» KUTIPAN CATATAN:
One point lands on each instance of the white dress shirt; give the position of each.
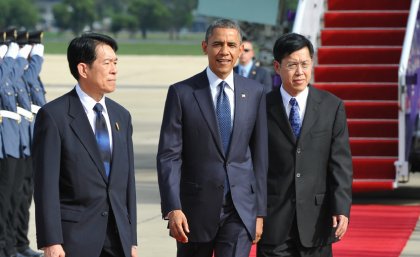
(214, 81)
(88, 104)
(301, 98)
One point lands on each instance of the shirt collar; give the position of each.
(300, 98)
(87, 101)
(214, 81)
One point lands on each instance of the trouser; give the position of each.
(14, 203)
(8, 168)
(232, 238)
(22, 212)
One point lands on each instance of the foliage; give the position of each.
(18, 13)
(151, 14)
(74, 14)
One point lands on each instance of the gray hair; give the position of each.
(224, 24)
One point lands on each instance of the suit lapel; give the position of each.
(116, 138)
(202, 95)
(311, 112)
(276, 110)
(81, 127)
(239, 117)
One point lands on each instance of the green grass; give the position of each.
(156, 44)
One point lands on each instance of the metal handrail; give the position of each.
(402, 163)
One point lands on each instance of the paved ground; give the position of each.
(142, 85)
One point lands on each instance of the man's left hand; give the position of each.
(340, 222)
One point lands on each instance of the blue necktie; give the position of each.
(294, 118)
(224, 119)
(102, 137)
(223, 116)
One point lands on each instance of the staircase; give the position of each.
(358, 57)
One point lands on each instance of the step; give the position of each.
(353, 19)
(369, 4)
(359, 55)
(371, 110)
(377, 147)
(374, 168)
(363, 37)
(373, 128)
(361, 91)
(356, 73)
(369, 185)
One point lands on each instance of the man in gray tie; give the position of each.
(310, 166)
(212, 156)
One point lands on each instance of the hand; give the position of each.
(258, 230)
(134, 251)
(54, 251)
(340, 222)
(178, 226)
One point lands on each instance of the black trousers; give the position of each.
(232, 239)
(22, 210)
(8, 168)
(292, 247)
(14, 202)
(112, 245)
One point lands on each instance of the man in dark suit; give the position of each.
(212, 157)
(249, 68)
(85, 198)
(310, 166)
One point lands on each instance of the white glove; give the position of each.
(3, 50)
(24, 51)
(38, 49)
(13, 50)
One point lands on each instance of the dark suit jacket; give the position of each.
(191, 163)
(310, 178)
(259, 74)
(73, 196)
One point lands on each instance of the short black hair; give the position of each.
(224, 24)
(289, 43)
(82, 49)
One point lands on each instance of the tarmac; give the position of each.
(142, 84)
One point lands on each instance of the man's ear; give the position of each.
(82, 69)
(204, 47)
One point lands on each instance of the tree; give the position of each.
(74, 14)
(18, 13)
(181, 15)
(123, 21)
(151, 14)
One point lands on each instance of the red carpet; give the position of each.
(358, 58)
(376, 231)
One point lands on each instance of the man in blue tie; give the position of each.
(212, 156)
(85, 197)
(310, 166)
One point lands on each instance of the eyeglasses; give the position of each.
(291, 66)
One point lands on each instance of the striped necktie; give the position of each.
(294, 118)
(102, 137)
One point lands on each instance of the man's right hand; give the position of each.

» TUGAS ANDA:
Salin kembali semua baris catatan dari baris yang memuat "One point lands on each instance of the striped" sampai akhir catatan, lalu geser setiap koordinat dengan menambahkan 93 pada masing-masing angkanya.

» JAWABAN TUGAS:
One point lands on each instance of the striped necktie; give the position of each.
(387, 211)
(195, 230)
One point lands on each instance of the man's right hand; give the position of each.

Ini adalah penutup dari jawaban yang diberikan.